▶ Source excerpt:
## begin

- Genre: News and Current Affairs
- Presented by: Sharon Ní Bheoláin
- Country of origin: Ireland
- Original languages: English Irish

Production
- Production location: RTÉ Television Centre
- Camera setup: Multi-camera
- Running time: Approximately 60 minutes

Original release
- Network: RTÉ One RTÉ News channel

Related
- RTÉ News Morning Edition

= Leader's Questions (TV programme) =

Leader's Questions is an Irish TV programme broadcast on RTÉ One and RTÉ News channel. It is produced by RTÉ News and Current Affairs, edited by Joe Mag Raollaigh and is presented by Sharon Ní Bheoláin. Political correspondents Micheál Lehane and Paul Cunningham also present from time to time. The programme airs every Wednesday and Thursday at around 11:45 during the Dáil term and broadcasts live proceedings from Leinster House of questions posed by opposition leaders in parliament to the Taoiseach and the Tánaiste. The programme is on air for around 60 minutes. Before and after Dáil proceedings the presenter chairs discussion and analysis with political and media figures.

## end

▶ Stated task: Quote the Leader's Questions text between "Leader's Questions is" and "and media figures.", inclusive. The data after this point isn't needed for this.

▶ Dataset content:
## begin

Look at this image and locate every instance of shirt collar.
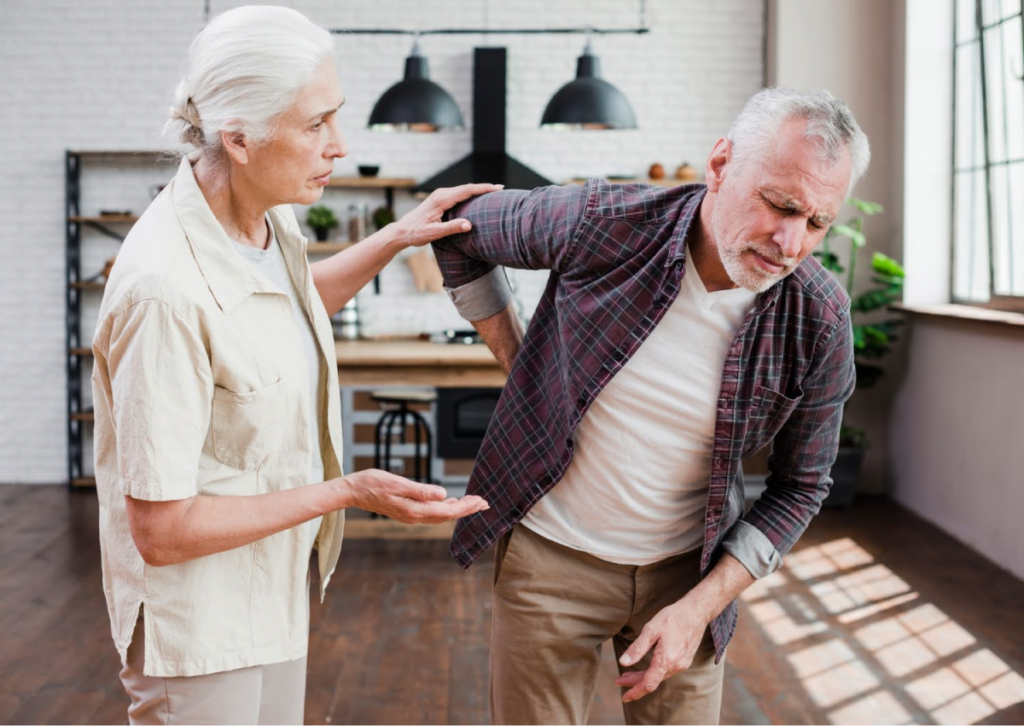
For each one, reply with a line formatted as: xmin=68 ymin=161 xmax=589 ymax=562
xmin=173 ymin=158 xmax=308 ymax=313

## end

▶ Response for this exercise:
Leader's Questions is an Irish TV programme broadcast on RTÉ One and RTÉ News channel. It is produced by RTÉ News and Current Affairs, edited by Joe Mag Raollaigh and is presented by Sharon Ní Bheoláin. Political correspondents Micheál Lehane and Paul Cunningham also present from time to time. The programme airs every Wednesday and Thursday at around 11:45 during the Dáil term and broadcasts live proceedings from Leinster House of questions posed by opposition leaders in parliament to the Taoiseach and the Tánaiste. The programme is on air for around 60 minutes. Before and after Dáil proceedings the presenter chairs discussion and analysis with political and media figures.